◆ Requirement
In the lines below, count those containing the word "bank" and give the number alone.

Source data
◆ ◆ ◆ ◆

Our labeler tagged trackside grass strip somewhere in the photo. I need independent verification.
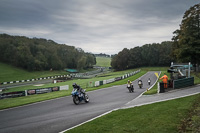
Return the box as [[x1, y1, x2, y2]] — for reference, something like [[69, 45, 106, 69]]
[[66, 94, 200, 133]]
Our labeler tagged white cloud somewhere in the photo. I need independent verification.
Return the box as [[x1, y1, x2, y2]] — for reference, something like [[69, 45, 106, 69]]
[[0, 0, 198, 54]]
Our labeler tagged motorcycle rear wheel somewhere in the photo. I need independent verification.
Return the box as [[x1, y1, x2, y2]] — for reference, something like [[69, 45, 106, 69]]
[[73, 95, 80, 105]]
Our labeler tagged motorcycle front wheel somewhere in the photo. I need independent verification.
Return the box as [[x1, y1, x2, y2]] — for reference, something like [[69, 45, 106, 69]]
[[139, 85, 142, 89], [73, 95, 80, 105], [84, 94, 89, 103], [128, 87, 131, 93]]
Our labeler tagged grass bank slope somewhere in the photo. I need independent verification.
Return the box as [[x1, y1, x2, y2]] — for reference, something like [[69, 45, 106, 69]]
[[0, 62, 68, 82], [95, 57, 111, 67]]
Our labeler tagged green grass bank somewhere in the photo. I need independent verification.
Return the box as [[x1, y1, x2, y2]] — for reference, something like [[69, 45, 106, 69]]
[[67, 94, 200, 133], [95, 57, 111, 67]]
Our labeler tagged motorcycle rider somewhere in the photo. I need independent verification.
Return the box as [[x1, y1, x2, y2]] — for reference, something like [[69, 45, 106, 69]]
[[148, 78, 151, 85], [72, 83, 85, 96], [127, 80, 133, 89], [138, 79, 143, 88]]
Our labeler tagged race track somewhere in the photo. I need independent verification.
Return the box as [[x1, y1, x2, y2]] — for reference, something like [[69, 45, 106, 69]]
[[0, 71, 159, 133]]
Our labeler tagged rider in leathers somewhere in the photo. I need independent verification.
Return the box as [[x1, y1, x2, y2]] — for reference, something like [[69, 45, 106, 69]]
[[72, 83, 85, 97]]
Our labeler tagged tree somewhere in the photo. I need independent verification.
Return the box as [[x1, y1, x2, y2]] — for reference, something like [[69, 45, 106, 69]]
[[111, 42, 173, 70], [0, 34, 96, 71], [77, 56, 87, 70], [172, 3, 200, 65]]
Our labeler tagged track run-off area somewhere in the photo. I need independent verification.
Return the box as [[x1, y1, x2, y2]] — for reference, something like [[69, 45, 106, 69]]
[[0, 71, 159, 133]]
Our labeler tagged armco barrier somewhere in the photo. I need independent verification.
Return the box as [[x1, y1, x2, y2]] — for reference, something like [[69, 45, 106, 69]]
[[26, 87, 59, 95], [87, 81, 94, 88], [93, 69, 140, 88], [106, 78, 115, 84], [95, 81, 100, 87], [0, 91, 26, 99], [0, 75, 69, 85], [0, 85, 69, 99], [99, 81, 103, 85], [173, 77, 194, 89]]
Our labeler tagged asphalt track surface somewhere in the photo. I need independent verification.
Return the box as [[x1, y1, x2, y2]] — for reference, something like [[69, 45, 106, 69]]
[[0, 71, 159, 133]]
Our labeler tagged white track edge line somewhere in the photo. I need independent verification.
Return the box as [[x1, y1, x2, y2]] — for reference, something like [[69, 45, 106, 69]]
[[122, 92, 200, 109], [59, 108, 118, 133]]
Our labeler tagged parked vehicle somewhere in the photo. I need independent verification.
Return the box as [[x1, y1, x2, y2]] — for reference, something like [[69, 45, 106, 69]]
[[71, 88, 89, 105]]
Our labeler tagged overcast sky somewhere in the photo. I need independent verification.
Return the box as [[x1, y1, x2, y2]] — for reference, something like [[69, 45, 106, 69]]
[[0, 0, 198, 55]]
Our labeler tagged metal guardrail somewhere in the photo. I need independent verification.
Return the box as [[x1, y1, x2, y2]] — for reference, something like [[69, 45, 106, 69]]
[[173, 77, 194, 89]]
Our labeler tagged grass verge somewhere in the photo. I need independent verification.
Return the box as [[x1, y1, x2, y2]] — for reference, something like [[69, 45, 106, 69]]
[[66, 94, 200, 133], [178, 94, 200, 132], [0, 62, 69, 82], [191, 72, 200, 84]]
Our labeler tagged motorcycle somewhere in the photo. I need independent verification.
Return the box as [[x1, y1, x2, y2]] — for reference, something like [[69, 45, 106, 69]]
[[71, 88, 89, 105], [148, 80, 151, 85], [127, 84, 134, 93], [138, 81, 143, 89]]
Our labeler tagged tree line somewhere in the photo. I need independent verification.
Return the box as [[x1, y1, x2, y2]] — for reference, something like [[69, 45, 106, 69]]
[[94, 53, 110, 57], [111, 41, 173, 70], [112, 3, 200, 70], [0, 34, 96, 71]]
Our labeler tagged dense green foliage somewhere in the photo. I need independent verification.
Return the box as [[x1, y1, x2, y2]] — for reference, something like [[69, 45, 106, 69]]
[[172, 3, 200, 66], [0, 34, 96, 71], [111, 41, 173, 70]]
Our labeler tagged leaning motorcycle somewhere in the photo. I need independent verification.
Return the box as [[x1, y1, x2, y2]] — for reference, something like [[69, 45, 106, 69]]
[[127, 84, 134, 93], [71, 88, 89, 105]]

◆ ◆ ◆ ◆

◆ Response below
2